Your instructions: The expected answer is the set of lines in the data below between the line holding "[locate] the short" and the line holding "[locate] the bright", inclusive, written out exactly.

(Region pointing data)
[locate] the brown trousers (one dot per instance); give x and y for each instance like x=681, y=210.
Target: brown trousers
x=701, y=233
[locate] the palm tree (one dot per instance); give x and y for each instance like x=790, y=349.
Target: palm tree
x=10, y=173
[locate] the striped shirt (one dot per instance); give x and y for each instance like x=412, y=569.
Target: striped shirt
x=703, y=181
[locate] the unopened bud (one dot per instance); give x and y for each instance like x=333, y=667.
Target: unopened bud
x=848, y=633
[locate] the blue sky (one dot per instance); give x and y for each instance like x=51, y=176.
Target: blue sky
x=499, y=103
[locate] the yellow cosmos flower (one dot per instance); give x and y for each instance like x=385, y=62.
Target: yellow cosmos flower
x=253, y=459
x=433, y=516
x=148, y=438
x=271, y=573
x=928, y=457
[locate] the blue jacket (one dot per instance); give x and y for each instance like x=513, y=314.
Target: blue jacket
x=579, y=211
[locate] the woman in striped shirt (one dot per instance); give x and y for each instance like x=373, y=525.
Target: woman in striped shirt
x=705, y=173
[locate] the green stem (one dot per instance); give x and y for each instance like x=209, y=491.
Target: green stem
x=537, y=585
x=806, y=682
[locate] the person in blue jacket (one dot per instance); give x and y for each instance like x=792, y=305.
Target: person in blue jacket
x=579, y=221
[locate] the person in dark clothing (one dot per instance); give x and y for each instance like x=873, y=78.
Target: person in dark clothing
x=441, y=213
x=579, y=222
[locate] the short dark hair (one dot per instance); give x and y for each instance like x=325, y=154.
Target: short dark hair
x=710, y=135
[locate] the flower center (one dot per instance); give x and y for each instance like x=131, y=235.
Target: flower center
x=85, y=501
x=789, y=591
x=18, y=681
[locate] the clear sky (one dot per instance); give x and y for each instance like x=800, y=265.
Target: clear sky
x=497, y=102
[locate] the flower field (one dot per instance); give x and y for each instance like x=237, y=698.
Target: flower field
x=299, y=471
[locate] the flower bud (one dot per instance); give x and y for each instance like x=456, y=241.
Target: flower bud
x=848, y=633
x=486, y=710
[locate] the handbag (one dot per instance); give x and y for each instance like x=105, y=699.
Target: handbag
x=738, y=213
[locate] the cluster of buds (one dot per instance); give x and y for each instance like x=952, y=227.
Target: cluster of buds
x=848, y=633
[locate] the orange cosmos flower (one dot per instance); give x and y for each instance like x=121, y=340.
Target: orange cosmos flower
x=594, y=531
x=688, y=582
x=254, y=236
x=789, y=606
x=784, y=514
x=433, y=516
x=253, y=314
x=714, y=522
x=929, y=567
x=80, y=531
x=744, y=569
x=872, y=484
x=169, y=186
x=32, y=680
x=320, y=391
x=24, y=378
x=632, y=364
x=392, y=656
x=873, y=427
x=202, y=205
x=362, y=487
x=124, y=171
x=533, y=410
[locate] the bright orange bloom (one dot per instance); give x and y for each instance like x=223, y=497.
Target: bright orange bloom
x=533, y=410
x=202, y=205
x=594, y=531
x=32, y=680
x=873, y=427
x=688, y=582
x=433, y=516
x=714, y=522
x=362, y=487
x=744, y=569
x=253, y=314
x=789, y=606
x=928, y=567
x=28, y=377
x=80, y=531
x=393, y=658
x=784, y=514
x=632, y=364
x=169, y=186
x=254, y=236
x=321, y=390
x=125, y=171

* * *

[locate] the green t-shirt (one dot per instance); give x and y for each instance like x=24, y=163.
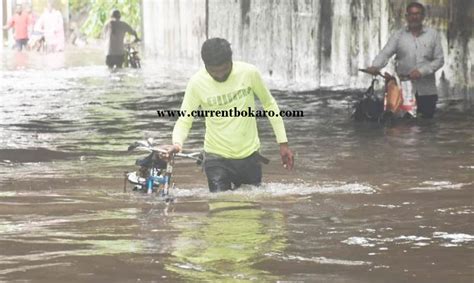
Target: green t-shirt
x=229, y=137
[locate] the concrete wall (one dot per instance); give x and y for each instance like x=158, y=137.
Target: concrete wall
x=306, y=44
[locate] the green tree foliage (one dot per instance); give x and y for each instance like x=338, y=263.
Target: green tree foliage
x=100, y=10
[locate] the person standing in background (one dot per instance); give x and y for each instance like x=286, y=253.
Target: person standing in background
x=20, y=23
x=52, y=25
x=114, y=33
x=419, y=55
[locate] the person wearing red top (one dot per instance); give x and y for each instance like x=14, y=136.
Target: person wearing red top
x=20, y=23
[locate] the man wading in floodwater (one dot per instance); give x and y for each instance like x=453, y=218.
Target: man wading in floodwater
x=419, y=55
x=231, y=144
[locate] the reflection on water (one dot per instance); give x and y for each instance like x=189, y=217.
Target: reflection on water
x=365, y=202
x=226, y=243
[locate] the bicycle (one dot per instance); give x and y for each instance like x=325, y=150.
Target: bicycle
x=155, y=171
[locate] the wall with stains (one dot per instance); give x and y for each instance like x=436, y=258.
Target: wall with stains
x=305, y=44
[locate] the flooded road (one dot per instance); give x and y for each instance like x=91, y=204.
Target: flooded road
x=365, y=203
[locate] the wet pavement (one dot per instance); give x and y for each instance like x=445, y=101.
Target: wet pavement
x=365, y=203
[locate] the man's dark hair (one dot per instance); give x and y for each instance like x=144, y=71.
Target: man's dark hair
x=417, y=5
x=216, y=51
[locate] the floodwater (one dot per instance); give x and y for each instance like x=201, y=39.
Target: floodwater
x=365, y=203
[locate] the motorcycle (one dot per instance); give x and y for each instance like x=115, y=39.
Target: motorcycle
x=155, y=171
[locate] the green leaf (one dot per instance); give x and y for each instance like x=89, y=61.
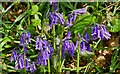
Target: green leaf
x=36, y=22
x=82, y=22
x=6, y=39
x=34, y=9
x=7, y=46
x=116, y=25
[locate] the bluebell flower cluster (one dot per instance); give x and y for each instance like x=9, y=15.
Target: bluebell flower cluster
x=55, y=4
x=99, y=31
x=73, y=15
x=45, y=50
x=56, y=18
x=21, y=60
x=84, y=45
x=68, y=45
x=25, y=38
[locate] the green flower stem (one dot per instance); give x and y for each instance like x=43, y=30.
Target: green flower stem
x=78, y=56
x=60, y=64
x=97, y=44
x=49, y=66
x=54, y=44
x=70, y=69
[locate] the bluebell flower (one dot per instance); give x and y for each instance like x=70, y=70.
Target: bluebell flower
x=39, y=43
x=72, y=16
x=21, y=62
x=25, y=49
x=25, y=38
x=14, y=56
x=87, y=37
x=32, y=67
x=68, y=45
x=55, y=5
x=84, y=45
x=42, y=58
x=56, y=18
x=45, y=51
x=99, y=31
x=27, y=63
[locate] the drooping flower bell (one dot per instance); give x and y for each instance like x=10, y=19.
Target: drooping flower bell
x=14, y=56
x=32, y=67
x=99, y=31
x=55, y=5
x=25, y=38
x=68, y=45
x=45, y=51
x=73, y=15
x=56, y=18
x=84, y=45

...

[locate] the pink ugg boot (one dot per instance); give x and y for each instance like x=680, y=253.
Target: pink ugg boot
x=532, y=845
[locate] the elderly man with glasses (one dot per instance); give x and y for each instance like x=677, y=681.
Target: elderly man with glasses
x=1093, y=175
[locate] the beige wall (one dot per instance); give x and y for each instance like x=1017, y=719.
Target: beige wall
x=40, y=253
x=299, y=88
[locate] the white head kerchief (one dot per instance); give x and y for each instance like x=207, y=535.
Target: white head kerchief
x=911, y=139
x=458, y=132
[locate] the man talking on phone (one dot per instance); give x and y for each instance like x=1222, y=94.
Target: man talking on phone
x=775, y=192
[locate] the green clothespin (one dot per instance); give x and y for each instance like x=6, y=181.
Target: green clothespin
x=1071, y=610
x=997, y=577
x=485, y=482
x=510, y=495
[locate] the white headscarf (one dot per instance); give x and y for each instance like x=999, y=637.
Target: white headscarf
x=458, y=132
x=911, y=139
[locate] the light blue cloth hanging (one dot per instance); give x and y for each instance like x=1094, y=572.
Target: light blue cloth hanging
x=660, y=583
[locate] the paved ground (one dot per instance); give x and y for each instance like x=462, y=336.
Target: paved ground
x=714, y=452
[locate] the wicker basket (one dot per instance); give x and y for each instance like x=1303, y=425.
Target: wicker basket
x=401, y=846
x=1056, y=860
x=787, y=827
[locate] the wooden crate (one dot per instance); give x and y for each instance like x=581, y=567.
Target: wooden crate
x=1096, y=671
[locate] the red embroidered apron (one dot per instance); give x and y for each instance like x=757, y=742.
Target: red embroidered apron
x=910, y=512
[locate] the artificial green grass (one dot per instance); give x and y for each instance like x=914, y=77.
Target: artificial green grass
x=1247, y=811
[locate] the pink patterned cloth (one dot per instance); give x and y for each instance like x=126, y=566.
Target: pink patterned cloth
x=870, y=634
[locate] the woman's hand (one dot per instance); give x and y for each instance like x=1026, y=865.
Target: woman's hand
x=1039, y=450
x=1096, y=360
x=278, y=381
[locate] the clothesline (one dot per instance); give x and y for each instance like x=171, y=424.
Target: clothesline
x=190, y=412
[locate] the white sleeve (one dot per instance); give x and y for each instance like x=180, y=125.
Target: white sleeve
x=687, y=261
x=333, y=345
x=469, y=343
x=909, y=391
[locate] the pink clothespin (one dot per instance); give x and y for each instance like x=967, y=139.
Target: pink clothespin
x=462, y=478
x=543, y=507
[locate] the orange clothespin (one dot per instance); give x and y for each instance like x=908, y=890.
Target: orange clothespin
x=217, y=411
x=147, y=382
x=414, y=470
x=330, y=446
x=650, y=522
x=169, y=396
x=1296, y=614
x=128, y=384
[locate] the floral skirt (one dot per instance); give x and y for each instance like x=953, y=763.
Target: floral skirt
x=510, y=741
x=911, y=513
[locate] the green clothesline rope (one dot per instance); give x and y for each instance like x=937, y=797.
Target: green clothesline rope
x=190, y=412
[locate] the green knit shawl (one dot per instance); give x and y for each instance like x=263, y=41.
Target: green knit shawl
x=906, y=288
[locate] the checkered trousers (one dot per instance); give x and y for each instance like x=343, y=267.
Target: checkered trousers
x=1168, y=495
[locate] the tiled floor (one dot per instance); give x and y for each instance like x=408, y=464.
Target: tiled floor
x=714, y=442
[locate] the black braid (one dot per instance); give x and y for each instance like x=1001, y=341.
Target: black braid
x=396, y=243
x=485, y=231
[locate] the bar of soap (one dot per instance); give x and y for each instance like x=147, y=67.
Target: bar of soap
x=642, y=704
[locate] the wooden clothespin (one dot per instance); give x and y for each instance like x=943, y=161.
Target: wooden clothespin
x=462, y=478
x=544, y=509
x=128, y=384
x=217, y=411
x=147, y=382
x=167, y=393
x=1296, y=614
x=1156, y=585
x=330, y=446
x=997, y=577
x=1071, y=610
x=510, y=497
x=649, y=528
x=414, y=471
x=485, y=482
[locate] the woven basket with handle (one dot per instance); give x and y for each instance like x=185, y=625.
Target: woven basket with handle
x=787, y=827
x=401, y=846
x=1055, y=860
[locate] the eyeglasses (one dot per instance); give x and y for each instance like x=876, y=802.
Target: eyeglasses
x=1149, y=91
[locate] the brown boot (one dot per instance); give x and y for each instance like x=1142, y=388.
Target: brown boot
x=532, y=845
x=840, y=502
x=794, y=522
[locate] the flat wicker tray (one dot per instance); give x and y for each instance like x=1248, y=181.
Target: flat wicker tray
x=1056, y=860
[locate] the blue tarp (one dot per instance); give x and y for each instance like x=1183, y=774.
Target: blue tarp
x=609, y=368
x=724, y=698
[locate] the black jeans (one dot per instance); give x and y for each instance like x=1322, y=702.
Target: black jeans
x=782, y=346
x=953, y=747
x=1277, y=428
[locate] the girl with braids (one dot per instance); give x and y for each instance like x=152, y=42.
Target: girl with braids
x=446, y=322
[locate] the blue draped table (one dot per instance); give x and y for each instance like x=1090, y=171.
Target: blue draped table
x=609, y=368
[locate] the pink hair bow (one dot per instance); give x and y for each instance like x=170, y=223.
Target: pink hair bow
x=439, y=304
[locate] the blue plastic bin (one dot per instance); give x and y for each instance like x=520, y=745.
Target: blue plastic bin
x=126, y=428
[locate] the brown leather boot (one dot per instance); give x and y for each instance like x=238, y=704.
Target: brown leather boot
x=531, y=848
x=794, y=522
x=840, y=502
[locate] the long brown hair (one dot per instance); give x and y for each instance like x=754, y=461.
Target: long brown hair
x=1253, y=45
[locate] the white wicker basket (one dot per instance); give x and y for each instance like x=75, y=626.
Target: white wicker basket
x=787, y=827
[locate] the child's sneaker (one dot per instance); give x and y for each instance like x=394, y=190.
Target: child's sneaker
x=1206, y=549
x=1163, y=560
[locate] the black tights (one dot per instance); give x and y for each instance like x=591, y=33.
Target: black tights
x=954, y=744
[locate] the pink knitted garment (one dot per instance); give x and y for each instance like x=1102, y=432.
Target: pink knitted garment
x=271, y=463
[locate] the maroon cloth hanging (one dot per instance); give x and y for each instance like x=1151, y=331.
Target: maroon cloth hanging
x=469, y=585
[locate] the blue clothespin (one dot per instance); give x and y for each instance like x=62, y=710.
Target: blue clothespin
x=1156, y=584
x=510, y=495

Answer for this exercise:
[locate] the short dark hair (one dot per instance); give x and y for each instance like x=325, y=154.
Target: short dark hair
x=710, y=135
[locate] the flower center (one dot per instance); give x and y for each instance like x=131, y=235.
Target: flower center
x=85, y=501
x=789, y=591
x=18, y=681
[locate] the clear sky (one dot per instance); give x and y for each instance like x=800, y=265.
Target: clear sky
x=497, y=102
[locate] the flower field (one dot per instance); give x and y for each instance like x=237, y=698.
Target: flower field
x=299, y=471
[locate] the flower bud (one dot per instance); give x and y for each instance like x=456, y=241.
Target: flower bud
x=848, y=633
x=486, y=710
[locate] the handbag (one dot per instance); give x and y for each instance like x=105, y=699.
Target: handbag
x=738, y=213
[locate] the cluster of buds (one dot per instance); give x and y for each instance like x=952, y=227.
Target: cluster of buds
x=848, y=633
[locate] the orange cosmos flower (one dot per instance); give x and y for each instance like x=121, y=340.
Target: orange cosmos flower
x=594, y=531
x=688, y=582
x=254, y=236
x=789, y=606
x=784, y=514
x=433, y=516
x=253, y=314
x=714, y=522
x=929, y=567
x=80, y=531
x=744, y=569
x=872, y=484
x=169, y=186
x=32, y=680
x=320, y=391
x=24, y=378
x=632, y=364
x=392, y=656
x=873, y=427
x=202, y=205
x=362, y=487
x=124, y=171
x=533, y=410
[locate] the bright orange bloom (one dot per instance); give x and y for each instance like x=223, y=497.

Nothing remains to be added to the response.